* [Extracted text]
====================

This is Warren. Allow me to present the video for Kim Boekbinder’s new song, “The Sky Is Calling." Everything that follows is by Kim, and the video’s director, Jim Batt.
Inspired by NASA, the Universe, and Carl Sagan.
I’m standing on a street corner in New York City with a bit of metal shrapnel clasped in my hand. It feels heavy and important. Once upon a time, billions of years ago, this small piece of 93% iron was the core of a planetary-sized body that collided with another planetary-sized body. These massive, heavenly orbs broke apart on impact, sending pieces of themselves careening through the universe. Some time ago one of these pieces came screaming through our atmosphere, exploding into smaller shards before reaching the Earth.
But before it was an exploding meteor, and before it was an exploding orb, this metal was forged in the nuclear heart of an exploding star.
Everything that our world is made of came from the cosmos. The iron in my blood came from supernovae; my heart pumps through me the violently catastrophic deaths of stars.
This knowledge makes me feel so small. And so big. So many things had to go so perfectly for me to be standing on this street corner, holding the metallic heart of the sky.

====================

* [Required tasks]
1. Answer these questions from the post about the song "The Sky Is Calling":
(a) Who directed the video?
(b) What percentage of the piece of metal is iron?
(c) According to the post, where did the iron in the narrator's blood come from?
2. Retype everything in the post about the song "The Sky Is Calling" from "This is Warren." down to "reaching the Earth.".
None of the collected data is needed for these tasks.

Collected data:
====================

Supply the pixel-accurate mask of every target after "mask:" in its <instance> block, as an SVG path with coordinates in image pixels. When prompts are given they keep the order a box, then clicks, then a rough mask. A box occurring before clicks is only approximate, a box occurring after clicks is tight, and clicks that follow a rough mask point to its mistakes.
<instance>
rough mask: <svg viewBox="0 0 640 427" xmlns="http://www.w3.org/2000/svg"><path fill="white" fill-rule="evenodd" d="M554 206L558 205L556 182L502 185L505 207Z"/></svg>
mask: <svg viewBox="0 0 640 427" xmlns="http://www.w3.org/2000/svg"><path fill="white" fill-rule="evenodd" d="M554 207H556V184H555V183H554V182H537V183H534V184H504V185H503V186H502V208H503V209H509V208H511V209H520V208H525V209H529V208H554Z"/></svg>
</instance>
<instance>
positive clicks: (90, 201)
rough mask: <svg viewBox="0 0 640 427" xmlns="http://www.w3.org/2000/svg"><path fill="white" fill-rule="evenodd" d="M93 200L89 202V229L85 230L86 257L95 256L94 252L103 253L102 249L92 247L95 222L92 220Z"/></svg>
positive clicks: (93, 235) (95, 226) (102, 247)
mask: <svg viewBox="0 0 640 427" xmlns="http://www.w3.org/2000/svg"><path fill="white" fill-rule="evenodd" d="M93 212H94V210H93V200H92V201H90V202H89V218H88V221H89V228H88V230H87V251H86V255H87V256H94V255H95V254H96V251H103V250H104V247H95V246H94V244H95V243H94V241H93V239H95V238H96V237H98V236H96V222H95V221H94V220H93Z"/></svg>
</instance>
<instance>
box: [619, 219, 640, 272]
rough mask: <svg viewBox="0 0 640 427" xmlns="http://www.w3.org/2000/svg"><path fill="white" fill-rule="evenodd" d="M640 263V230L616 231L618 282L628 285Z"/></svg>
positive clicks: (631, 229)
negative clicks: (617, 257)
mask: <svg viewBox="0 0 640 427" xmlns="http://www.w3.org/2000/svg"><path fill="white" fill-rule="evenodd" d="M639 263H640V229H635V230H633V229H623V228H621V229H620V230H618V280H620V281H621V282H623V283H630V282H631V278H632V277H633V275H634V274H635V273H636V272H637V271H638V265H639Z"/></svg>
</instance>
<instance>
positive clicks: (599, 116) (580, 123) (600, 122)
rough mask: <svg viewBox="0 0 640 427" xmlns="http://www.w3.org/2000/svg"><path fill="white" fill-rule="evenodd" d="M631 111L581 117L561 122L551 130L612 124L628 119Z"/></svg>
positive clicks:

====================

* [Answers below]
1.
(a) Jim Batt
(b) 93%
(c) Supernovae

2.
This is Warren. Allow me to present the video for Kim Boekbinder’s new song, “The Sky Is Calling." Everything that follows is by Kim, and the video’s director, Jim Batt.
Inspired by NASA, the Universe, and Carl Sagan.
I’m standing on a street corner in New York City with a bit of metal shrapnel clasped in my hand. It feels heavy and important. Once upon a time, billions of years ago, this small piece of 93% iron was the core of a planetary-sized body that collided with another planetary-sized body. These massive, heavenly orbs broke apart on impact, sending pieces of themselves careening through the universe. Some time ago one of these pieces came screaming through our atmosphere, exploding into smaller shards before reaching the Earth.